Update the listing from its first line through the line containing "250,134,875,340", inclusive, by replacing "Quiz Round" with "Practice Round" and leaving everything else unchanged.

## begin Data supplied

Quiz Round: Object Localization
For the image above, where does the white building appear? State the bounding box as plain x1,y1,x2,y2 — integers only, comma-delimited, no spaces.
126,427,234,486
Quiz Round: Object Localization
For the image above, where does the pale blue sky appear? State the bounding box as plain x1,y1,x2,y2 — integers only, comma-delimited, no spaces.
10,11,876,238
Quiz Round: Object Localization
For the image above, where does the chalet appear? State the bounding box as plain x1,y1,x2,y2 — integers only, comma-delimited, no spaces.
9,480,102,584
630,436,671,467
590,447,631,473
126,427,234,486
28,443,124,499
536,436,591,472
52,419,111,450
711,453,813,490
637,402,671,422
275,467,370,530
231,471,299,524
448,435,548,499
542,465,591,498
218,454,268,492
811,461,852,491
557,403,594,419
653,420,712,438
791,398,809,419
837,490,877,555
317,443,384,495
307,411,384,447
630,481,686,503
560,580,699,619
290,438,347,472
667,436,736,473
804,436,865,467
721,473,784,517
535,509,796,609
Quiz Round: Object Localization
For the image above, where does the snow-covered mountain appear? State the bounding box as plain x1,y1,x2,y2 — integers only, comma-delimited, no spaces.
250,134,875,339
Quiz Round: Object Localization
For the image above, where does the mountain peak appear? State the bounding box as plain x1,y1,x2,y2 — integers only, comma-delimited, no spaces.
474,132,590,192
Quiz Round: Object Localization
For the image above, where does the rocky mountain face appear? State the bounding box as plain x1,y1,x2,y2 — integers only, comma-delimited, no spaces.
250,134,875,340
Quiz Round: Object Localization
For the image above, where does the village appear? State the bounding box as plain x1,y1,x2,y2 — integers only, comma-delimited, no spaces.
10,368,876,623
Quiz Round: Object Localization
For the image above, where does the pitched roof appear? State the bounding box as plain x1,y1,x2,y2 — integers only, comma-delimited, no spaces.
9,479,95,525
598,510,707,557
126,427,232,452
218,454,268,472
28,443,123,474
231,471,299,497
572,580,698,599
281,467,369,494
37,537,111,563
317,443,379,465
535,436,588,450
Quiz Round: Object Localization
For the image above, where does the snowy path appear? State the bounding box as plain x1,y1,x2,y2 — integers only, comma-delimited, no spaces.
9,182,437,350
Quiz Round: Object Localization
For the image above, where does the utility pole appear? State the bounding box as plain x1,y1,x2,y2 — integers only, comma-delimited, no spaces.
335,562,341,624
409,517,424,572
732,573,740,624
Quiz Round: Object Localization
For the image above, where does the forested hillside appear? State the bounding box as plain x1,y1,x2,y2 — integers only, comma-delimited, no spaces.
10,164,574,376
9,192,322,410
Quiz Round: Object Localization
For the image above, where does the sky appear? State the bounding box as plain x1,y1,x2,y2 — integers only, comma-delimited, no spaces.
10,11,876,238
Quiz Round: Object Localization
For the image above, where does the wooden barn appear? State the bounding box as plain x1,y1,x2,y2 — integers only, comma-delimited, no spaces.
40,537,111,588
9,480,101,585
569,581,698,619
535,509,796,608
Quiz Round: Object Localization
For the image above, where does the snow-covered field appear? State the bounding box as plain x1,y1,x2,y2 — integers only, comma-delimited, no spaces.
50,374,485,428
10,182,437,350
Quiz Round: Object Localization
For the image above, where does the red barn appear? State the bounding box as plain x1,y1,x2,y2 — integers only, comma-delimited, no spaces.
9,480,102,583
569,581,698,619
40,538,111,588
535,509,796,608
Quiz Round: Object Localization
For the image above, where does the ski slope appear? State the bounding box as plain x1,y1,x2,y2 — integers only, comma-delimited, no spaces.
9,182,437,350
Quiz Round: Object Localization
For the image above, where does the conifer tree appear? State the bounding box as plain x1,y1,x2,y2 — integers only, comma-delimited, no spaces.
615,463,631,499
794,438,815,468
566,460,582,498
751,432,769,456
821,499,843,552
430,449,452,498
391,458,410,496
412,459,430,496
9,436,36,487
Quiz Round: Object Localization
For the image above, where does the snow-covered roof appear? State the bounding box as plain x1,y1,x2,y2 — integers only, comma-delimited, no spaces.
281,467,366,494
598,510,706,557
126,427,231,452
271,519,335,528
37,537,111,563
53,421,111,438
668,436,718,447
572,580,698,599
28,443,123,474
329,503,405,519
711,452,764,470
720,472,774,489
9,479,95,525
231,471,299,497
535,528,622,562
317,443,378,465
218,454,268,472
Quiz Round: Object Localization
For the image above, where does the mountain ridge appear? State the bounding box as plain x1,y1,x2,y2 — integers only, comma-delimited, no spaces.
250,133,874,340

## end Data supplied

## In response
Practice Round: Object Localization
For the image above, where does the white building appear? State the bounding box as plain x1,y1,x2,y2 — integers only, comma-delimited, no spaces.
126,427,234,486
Practice Round: Object Localization
For the image above, where does the pale blue sky appear? State the bounding box as plain x1,y1,x2,y2 — integers only, comma-delimited, no spaces.
10,11,876,238
Practice Round: Object Localization
For the image above, where does the chalet appear? State the bounding box as plain x1,y1,x2,y2 — integers only, comma-delimited, no spaces.
9,480,102,584
630,436,671,467
590,447,631,473
126,427,234,486
28,443,124,499
536,436,591,472
52,419,111,450
711,453,813,490
637,402,671,422
275,467,370,530
231,471,299,524
448,435,548,499
542,465,591,498
218,454,268,492
811,461,852,491
557,403,594,419
653,420,712,438
791,398,809,419
837,490,877,555
317,443,384,495
307,411,384,447
630,481,686,503
560,580,699,619
290,438,347,472
667,436,736,473
804,436,865,467
721,473,784,517
535,509,796,609
Practice Round: Object Localization
For the image above, where does the snow-covered mountain appear? State the bounding box as plain x1,y1,x2,y2 — integers only, comma-delimited, no spaces.
250,134,875,339
Practice Round: Object Localization
For the image above, where does the mountain peak appear? State the bounding box as plain x1,y1,x2,y2 — integers only, comma-delimited, no spaces.
474,132,590,192
Practice Round: Object Localization
For the image above, where does the rocky mountain face appear? State the bounding box as plain x1,y1,x2,y2 — integers only, comma-delimited, no spaces.
250,134,875,340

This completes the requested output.